• [Zadania do wykonania]:
1/ Oceń, czy stwierdzenia (a), (b) i (c) są zgodne z tekstem o sporze PiS z „Newsweekiem”. Przy każdym odpowiedz „tak” lub „nie” i przytocz dosłownie rozstrzygający fragment tekstu.
(a) W audycji Radia Zet wypowiadał się rzecznik PiS Adam Hofman.
(b) Według polityków PiS pieniądze na usługi Rafała Rogalskiego pochodziły z kancelarii sejmu.
(c) Tygodnik napisał, że w ten sam sposób opłacani są Bartosz Kownacki i Piotr Pszczółkowski.
2/ Podejmij tekst o sporze PiS z „Newsweekiem” i poprowadź go dalej, zaczynając po jego ostatnim zdaniu.

• [Tekst źródłowy]:
>>>

PolskaPiS pozwie "Newsweek" za publikację ws. mec. Rafała Rogalskiego

PiS pozwie "Newsweek" za publikację ws. mec. Rafała Rogalskiego

PiS zapowiedział, że pozwie "Newsweek" za publikacje sugerujące opłacanie mec. Rafała Rogalskiego z pieniędzy podatników, jeśli tygodnik nie sprostuje informacji. Politycy tej partii twierdzą, że pieniądze na jego usługi nie pochodziły z kancelarii sejmu - jak pisze tygodnik - tylko ze składek członków klubu. - Tomasz Lis kłamie. Zaatakował i znowu trafił kulą w płot - mówił na antenie Radia Zet w audycji „7 Dzień Tygodnia”, rzecznik PiS Adam Hofman.

PiS pozwie "Newsweek" za publikację ws. mec. Rafała Rogalskiego
Źródło zdjęć: © WP.PL | Michał Mandziak

13.05.2013 | aktual.: 13.05.2013 14:26

"Newsweek" napisał, że Jarosław Kaczyński nie płacił Rafałowi Rogalskiemu z prywatnych pieniędzy. Usługi mecenasa - według tygodnika - miały być opłacane z pieniędzy klubu parlamentarnego PiS, który utrzymuje się ze środków kancelarii sejmu.

Według Newsweeka, szef PiS "nie wyłożył na Rogalskiego ani złotówki; za jego usługi płacił bowiem klub parlamentarny PiS". "W ten sam sposób opłacani są także inni smoleńscy pełnomocnicy: Bartosz Kownacki i Piotr Pszczółkowski - ujawnia jeden z naszych rozmówców w PiS" - napisał tygodnik.

<<<

• [Zestaw danych]:

>>>

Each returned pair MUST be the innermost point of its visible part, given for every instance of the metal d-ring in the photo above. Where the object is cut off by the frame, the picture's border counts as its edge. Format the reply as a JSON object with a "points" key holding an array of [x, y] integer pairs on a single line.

<<<

• [Odpowiedzi do zadań]:
1/
(a) Tak: „rzecznik PiS Adam Hofman”.
(b) Nie: „pieniądze na jego usługi nie pochodziły z kancelarii sejmu - jak pisze tygodnik - tylko ze składek członków klubu”.
(c) Tak: „W ten sam sposób opłacani są także inni smoleńscy pełnomocnicy: Bartosz Kownacki i Piotr Pszczółkowski”.

2/
Tygodnik powołuje się na fragment umowy, którą PiS podpisało z Rogalskim, a który to poza Kaczyńskim reprezentował jeszcze rodziny czterech innych ofiar katastrofy smoleńskiej. "Z dokumentu wynika, że zadaniem mecenasa było "podejmowanie na rzecz klubu PiS czynności prawnych w związku z działalnością organów państwa zaangażowanych w wyjaśnianie katastrofy" - napisał Newsweek.

Rzecznik PiS: mamy dowody

Rzecznik Prawa i Sprawiedliwości Adam Hofman zapewnia, że jego partia ma dowody na prawidłowe opłacanie adwokata, a "Newsweek" napisał nieprawdę. Hofman dodał, że chodzi o kwotę 250 tysięcy złotych. Jego zdaniem, jest ona relatywnie mała przy marnotrawstwie pieniędzy publicznych przez rząd.

W Radiu Zet Hofman wyjaśniał, że środki na opłacenie mecenasa nie pochodziły z publicznych pieniędzy, a z prywatnych składek. - Ustaliliśmy, że z naszych składek (co miesiąc do kasy klubu oddajemy 650 zł) będziemy finansować tę pomoc prawną - dodał Hofman. - Jako wspólnota zadziałaliśmy racjonalnie. Nie wyobrażam sobie sytuacji, w której zostawia się przyjaciół w takiej tragedii - mówił.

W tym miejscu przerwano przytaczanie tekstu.